WHAT THIS TASK INVOLVES => Check each line of the records below for the word "coordinates" and give the number of lines that have it, with nothing added.

[DATA SHOWN]

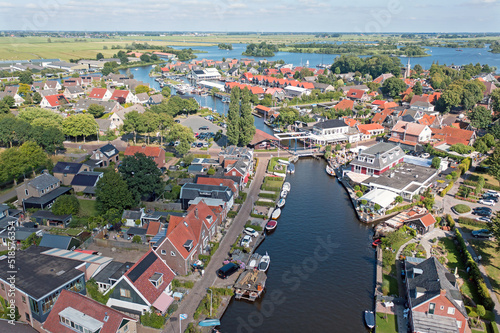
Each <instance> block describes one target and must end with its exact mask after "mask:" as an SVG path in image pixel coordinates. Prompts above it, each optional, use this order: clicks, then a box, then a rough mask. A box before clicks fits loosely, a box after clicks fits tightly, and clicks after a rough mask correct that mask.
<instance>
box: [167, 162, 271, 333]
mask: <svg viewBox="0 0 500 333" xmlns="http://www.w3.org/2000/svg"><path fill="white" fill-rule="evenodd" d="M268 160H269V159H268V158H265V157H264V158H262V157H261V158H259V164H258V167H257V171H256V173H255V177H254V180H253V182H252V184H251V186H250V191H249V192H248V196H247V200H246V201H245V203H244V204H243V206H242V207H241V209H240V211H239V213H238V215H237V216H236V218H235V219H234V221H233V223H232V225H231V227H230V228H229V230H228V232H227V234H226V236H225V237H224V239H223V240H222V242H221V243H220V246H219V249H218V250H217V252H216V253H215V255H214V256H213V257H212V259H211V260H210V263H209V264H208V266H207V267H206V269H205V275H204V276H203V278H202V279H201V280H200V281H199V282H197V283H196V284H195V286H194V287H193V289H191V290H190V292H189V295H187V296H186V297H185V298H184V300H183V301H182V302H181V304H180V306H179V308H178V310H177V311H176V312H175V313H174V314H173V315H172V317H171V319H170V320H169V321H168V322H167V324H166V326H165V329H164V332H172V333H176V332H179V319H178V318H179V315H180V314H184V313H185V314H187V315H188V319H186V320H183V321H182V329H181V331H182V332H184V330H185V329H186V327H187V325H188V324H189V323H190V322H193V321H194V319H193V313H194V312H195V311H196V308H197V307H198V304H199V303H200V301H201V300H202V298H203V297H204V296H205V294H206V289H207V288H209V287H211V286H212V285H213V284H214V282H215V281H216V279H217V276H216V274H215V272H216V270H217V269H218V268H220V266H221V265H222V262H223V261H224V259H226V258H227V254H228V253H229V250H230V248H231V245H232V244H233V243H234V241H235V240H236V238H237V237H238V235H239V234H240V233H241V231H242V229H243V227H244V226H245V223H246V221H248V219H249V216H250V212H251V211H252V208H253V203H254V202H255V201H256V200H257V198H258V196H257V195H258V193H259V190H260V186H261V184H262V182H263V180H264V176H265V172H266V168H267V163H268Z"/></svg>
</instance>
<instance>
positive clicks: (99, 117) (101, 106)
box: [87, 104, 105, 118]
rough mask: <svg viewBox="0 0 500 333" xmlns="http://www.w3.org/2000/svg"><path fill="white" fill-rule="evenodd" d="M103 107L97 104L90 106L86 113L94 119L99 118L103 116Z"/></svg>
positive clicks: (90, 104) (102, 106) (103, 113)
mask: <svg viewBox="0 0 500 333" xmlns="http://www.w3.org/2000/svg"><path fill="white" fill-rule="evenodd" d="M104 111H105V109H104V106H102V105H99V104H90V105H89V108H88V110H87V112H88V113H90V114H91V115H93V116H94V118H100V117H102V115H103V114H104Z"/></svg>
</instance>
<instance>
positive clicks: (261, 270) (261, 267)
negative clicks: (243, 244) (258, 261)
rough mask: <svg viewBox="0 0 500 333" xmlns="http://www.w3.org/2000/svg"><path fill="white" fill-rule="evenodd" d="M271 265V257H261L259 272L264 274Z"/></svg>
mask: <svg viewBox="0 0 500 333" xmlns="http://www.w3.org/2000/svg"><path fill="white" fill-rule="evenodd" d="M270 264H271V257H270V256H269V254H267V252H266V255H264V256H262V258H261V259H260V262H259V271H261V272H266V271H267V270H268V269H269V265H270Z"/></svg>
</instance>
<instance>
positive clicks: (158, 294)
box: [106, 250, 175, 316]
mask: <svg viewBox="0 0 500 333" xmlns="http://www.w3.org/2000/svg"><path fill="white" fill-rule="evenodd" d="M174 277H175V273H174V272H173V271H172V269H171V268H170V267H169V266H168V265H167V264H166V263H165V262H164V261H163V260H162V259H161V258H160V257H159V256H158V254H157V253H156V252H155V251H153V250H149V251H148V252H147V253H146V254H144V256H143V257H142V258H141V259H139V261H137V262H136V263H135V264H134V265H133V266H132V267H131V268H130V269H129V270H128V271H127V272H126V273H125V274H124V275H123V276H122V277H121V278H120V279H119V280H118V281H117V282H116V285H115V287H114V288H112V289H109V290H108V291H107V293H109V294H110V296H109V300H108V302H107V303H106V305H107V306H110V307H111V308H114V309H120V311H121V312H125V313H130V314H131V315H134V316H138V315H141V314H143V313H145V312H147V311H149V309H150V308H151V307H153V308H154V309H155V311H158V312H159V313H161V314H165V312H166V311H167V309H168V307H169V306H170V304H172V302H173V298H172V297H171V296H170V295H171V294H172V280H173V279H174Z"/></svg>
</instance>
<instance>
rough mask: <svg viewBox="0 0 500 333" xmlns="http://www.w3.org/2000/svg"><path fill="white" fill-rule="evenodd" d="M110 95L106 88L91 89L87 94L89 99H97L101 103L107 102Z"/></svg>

[/DATA SHOWN]
[DATA SHOWN]

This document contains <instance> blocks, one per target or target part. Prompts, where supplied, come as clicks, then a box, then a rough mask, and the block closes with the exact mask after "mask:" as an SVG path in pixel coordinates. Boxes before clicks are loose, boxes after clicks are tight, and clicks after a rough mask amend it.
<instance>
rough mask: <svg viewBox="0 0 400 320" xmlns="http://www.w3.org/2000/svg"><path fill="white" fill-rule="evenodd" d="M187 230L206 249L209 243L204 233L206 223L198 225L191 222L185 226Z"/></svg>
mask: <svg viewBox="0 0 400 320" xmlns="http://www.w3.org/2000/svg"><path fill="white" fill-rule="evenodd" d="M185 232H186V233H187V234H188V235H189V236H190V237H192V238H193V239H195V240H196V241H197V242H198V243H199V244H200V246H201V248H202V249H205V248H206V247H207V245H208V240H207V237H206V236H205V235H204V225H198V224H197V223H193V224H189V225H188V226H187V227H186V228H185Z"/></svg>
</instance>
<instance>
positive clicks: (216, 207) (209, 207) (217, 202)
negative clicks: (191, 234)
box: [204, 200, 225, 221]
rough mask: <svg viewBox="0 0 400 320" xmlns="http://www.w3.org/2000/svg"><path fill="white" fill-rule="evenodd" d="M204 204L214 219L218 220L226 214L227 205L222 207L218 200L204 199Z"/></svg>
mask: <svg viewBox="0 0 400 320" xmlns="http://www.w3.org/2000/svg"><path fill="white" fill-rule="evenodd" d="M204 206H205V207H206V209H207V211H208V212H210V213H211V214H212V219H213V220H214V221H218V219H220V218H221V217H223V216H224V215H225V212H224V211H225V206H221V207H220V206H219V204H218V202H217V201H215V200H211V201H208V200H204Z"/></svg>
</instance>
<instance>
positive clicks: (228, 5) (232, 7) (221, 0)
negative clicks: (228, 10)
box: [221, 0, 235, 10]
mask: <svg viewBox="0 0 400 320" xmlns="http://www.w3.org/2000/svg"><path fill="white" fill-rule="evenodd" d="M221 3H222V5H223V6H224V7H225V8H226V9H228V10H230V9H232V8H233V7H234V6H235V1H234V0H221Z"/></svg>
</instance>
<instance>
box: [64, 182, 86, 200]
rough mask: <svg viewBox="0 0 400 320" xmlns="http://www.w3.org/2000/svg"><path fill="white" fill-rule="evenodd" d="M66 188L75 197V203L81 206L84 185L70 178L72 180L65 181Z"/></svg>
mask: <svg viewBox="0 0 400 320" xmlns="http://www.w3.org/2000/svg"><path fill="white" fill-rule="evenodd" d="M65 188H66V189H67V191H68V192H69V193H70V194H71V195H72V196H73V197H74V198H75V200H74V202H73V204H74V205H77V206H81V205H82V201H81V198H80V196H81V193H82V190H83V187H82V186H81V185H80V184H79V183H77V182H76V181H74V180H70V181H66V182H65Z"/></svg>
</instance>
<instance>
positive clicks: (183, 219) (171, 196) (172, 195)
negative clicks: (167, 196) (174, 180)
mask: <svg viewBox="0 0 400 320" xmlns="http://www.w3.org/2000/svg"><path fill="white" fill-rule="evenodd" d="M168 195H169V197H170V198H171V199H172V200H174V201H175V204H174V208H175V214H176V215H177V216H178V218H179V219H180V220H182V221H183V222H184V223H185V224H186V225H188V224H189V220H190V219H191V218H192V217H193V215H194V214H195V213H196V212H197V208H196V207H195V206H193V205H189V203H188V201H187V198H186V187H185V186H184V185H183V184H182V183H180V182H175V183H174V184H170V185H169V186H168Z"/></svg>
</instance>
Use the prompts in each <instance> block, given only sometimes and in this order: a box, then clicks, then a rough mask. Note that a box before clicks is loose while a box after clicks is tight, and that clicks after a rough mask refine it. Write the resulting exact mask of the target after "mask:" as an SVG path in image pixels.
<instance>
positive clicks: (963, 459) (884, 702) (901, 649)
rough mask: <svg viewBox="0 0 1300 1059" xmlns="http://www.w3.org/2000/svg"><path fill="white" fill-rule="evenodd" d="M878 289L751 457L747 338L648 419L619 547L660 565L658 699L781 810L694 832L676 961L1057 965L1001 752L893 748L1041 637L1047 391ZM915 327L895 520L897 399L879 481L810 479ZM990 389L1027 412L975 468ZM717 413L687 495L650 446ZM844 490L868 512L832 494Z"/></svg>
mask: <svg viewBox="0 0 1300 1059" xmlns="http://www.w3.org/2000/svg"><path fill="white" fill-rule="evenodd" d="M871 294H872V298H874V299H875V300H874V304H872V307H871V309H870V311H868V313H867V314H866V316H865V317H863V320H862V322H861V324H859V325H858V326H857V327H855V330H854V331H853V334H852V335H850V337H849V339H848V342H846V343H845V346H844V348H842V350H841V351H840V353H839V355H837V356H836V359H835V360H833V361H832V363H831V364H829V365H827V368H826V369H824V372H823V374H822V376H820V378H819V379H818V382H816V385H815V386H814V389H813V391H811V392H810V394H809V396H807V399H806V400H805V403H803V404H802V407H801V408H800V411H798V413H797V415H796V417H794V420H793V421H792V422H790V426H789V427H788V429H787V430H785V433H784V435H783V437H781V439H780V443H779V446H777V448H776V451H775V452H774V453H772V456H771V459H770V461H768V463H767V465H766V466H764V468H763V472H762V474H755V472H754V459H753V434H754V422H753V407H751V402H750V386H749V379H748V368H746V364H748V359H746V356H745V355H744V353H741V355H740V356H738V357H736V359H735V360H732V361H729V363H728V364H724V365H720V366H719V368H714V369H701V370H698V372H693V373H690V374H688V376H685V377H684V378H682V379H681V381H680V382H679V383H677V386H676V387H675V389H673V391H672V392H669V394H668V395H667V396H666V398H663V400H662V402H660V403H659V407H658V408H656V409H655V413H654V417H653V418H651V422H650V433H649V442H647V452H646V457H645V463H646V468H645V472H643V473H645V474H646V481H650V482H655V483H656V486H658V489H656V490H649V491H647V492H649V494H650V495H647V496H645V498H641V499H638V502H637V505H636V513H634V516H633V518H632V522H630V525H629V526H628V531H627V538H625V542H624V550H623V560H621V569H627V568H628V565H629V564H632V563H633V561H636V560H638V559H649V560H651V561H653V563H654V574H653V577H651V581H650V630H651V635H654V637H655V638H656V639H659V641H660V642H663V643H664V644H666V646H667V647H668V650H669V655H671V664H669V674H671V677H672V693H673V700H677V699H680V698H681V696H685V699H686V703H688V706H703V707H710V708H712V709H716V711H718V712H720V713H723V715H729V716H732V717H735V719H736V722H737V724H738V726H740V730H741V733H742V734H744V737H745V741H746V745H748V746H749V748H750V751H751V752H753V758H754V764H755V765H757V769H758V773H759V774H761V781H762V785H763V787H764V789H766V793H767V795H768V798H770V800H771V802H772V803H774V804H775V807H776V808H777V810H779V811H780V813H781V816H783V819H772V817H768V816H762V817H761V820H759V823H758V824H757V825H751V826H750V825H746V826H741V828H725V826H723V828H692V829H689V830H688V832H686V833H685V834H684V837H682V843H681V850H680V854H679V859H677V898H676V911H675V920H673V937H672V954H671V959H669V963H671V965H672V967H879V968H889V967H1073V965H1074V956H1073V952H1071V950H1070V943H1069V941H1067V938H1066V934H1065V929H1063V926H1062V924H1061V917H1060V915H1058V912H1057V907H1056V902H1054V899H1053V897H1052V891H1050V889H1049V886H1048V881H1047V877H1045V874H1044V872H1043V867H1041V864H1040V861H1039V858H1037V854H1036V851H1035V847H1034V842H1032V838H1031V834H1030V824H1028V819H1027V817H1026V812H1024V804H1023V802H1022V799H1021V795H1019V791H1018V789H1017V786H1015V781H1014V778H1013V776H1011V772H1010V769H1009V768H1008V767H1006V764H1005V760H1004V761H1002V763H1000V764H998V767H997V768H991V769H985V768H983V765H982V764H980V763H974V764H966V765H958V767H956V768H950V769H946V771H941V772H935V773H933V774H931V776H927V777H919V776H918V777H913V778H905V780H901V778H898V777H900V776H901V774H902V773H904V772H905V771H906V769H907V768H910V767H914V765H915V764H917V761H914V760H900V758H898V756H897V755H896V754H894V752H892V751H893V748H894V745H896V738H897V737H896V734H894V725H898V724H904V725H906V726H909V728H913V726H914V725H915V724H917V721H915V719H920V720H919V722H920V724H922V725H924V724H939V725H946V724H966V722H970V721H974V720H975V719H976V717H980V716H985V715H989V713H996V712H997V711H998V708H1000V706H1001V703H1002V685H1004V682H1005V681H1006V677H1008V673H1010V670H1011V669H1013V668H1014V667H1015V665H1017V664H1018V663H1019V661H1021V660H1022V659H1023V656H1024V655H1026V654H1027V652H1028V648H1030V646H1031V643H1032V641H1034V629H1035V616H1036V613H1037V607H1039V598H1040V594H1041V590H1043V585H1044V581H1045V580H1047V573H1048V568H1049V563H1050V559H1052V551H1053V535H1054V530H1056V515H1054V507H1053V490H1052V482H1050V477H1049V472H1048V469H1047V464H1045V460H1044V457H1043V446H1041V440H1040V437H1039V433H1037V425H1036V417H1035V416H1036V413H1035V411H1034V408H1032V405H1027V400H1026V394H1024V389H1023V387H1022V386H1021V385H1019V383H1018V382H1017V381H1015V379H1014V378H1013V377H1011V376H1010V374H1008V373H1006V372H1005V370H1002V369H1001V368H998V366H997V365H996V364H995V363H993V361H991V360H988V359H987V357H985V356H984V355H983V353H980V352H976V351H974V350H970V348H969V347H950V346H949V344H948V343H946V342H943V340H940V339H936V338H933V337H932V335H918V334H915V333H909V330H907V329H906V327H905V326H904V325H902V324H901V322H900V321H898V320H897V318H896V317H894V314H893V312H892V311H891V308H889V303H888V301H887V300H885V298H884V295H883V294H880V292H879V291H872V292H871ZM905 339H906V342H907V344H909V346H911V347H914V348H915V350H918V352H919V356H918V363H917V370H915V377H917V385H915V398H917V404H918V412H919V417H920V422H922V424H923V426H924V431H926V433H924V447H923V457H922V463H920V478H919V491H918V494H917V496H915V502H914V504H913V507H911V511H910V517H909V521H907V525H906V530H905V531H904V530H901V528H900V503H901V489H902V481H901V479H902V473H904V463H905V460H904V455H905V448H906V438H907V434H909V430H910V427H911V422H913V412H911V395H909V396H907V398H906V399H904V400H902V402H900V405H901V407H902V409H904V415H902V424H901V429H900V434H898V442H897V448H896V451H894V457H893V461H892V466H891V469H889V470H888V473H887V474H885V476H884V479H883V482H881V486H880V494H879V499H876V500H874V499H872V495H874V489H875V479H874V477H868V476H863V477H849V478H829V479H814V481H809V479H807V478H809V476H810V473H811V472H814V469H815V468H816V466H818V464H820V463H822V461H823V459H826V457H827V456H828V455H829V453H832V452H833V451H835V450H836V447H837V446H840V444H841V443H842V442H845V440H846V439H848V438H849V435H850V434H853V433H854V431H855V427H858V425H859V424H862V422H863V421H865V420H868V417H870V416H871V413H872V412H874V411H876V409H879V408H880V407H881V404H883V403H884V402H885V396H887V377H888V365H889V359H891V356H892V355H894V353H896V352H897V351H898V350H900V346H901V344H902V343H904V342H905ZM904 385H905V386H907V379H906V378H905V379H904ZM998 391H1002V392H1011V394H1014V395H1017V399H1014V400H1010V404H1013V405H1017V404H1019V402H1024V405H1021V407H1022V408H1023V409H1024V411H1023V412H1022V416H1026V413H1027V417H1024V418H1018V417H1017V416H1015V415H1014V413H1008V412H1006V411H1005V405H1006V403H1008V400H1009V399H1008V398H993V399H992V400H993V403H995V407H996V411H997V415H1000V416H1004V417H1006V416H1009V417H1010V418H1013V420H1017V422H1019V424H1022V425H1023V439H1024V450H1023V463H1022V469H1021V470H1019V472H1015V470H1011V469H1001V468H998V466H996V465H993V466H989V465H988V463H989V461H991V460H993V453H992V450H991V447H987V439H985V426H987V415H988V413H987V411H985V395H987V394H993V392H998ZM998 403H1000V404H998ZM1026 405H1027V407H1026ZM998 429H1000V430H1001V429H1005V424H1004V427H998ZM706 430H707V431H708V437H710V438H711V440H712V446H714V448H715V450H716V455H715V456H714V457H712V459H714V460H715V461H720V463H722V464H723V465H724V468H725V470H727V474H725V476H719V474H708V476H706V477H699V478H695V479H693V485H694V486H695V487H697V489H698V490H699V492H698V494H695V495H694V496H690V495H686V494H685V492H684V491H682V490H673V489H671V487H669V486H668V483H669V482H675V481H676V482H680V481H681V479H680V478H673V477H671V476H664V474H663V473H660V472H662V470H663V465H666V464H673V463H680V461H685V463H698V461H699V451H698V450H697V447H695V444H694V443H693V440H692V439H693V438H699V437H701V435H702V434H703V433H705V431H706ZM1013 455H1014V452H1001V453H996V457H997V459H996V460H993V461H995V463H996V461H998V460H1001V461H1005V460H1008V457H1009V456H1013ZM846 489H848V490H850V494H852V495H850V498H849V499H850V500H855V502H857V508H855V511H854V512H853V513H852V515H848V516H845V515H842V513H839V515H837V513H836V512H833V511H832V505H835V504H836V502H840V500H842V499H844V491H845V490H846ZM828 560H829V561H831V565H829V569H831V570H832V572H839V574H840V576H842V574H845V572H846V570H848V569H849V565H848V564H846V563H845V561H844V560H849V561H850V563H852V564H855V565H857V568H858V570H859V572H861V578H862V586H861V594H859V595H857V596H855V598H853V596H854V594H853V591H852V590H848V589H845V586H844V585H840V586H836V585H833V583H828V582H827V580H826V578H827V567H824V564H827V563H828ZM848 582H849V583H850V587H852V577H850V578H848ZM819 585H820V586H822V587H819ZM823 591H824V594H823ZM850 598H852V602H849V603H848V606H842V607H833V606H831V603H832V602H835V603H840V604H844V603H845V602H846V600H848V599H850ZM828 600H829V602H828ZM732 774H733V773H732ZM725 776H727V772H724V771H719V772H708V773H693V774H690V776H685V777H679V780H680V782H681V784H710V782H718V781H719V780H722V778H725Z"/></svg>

[/DATA SHOWN]

FINAL ANSWER => 2